§ **THE PROBLEM**
Check each line of the entries. Copy the ones that contain the string "nose".

§ **DATASET RECORDS**

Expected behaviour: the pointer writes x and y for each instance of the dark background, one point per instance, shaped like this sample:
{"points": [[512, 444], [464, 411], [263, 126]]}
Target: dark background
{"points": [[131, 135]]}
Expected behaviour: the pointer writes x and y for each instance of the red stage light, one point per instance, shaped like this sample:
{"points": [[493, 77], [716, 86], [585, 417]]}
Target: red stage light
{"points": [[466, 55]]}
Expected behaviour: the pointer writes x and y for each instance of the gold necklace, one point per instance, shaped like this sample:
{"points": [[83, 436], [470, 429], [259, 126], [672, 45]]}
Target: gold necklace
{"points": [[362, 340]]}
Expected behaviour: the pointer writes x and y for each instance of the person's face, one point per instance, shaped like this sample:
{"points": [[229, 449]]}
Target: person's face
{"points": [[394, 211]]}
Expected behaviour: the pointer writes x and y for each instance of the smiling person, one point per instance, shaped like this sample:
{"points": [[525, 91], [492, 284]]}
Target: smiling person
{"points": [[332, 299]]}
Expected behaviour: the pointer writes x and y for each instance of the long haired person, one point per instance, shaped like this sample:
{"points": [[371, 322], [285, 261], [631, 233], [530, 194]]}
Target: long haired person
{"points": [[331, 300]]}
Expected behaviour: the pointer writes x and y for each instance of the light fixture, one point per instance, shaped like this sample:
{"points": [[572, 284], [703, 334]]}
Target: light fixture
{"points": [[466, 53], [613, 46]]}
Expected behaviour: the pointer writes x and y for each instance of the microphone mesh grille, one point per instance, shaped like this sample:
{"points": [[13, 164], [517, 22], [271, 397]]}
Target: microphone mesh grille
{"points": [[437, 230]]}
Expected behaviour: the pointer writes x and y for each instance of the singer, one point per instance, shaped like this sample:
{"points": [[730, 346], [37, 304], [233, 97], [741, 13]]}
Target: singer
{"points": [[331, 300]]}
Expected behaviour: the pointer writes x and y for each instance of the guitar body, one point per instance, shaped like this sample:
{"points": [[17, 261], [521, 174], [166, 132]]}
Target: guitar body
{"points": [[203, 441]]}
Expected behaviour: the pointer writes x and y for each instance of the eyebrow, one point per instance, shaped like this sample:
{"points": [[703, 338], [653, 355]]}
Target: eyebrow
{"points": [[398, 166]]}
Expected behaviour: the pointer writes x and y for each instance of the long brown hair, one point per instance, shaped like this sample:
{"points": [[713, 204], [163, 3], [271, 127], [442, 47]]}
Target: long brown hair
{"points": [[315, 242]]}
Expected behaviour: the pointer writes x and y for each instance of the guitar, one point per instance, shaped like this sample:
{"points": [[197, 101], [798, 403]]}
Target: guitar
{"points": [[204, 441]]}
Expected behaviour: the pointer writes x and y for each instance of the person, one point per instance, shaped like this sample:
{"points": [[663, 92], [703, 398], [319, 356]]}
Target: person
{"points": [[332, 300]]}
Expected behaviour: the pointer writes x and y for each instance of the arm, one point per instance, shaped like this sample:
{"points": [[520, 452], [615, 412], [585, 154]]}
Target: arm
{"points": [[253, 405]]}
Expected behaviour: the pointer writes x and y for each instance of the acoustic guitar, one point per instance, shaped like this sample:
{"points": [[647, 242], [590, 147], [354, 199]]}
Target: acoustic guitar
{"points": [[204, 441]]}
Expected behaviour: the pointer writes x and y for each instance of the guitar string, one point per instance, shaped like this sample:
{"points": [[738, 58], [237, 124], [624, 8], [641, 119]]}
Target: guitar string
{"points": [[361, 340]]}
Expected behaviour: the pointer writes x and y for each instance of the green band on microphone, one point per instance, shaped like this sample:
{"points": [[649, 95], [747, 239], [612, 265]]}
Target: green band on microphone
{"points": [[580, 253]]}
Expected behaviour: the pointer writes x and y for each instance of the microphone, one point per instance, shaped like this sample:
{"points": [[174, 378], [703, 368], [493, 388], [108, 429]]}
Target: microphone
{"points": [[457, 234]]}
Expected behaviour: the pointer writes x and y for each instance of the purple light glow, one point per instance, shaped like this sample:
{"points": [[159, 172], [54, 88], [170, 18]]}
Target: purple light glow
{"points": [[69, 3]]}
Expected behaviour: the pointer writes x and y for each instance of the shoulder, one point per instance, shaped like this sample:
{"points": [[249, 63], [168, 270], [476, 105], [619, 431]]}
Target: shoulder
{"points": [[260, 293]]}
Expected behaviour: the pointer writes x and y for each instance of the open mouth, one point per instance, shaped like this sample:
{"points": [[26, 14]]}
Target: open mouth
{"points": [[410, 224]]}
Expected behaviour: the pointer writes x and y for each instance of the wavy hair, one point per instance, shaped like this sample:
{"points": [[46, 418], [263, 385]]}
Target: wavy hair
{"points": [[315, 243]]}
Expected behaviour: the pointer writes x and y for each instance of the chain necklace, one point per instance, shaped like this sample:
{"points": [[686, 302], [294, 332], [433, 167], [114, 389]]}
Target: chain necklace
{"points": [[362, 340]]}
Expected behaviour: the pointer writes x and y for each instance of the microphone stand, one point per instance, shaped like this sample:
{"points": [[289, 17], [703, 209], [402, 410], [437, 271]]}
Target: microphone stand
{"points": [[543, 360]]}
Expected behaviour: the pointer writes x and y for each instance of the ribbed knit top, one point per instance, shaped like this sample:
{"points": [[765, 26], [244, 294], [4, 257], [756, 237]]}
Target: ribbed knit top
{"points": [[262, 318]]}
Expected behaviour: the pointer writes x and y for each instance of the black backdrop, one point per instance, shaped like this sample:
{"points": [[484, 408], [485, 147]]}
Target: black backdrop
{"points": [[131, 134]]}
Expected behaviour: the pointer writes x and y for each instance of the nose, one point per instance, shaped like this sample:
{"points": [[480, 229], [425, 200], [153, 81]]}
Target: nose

§ **REPLY**
Expected behaviour: the pointer writes x and y for each instance of the nose, one point per instance, shaped like this sample:
Target: nose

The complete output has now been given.